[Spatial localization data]
►
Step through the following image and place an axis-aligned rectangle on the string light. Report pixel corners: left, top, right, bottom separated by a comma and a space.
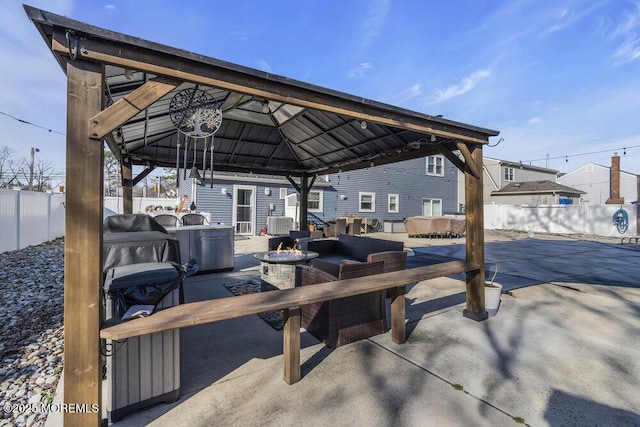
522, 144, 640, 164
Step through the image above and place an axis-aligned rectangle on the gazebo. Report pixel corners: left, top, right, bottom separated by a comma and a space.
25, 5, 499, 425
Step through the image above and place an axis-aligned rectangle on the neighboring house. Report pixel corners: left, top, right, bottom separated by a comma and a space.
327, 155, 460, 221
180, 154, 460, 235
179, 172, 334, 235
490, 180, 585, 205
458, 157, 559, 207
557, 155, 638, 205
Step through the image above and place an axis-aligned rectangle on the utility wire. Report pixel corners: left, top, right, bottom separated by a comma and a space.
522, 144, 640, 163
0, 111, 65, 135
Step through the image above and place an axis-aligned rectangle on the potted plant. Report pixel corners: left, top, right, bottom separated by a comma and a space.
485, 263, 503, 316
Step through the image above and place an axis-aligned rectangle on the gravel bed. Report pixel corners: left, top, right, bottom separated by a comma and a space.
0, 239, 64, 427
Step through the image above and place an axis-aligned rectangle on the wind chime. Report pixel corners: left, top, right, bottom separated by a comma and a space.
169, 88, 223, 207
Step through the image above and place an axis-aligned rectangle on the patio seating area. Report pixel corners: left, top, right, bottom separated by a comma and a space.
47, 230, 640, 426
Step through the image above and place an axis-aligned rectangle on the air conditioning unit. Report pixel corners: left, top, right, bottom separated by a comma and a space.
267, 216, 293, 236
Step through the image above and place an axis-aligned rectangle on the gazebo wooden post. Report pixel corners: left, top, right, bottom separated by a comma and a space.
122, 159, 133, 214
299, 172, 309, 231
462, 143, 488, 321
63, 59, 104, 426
◄
→ **The problem**
Set down all of the entries exactly. Leave the pictures out.

→ **Solution**
Step through the following image and place an axis-aligned rectangle on the string light. Report pixel corners: left, top, right, bottom separated by a comma and a space.
522, 144, 640, 164
Step through the image above and place an axis-aligned rectangle on the gazebo. Report pixel corners: left, top, right, bottom separated by a comma and a space.
25, 5, 499, 425
Step through the image above and place an axis-aligned rectangle on the neighboring house. Report pixel corners: left, top, right, bottom separated by a comma and a space.
327, 155, 460, 221
180, 154, 460, 235
179, 172, 334, 235
490, 180, 585, 205
458, 157, 559, 207
557, 155, 638, 205
Step through the image above and place an axis-aligned rectangle on the utility wire. Report pixel corners: left, top, right, bottom separated by a comma and a space.
522, 144, 640, 163
0, 111, 65, 135
Step through the image above and place an axis-aligned rectangle on the potted plant. Report pixel corners: left, top, right, bottom separated by a comma and a space.
485, 263, 503, 316
Step through the image above and place an axis-aligned rectangle on the gravel bed. Report pixel corners: left, top, right, bottom separated by a comma and a space.
0, 239, 64, 427
Step through the image above and place an axis-aligned rectangle on the wind chime. Report pixel corners: left, top, right, bottom separated by a comma and a space.
169, 88, 223, 207
Step through the image above and place an axis-aligned rectangle on the patio seating area. Report pixel corners: left, top, right, bottom separated by a comma and a space.
47, 230, 640, 426
Step through the image above and place an axis-aligned rectangle on the air conditioning unit. Report pixel corners: left, top, right, bottom separated by a comma and a space.
267, 216, 293, 236
Step through the image above and place an axis-aligned rectangle on the gazebo wooden post. Report pixel corners: left, top, right, bottom separated by a comma and a space.
122, 159, 133, 214
299, 172, 309, 231
462, 143, 488, 321
63, 59, 104, 426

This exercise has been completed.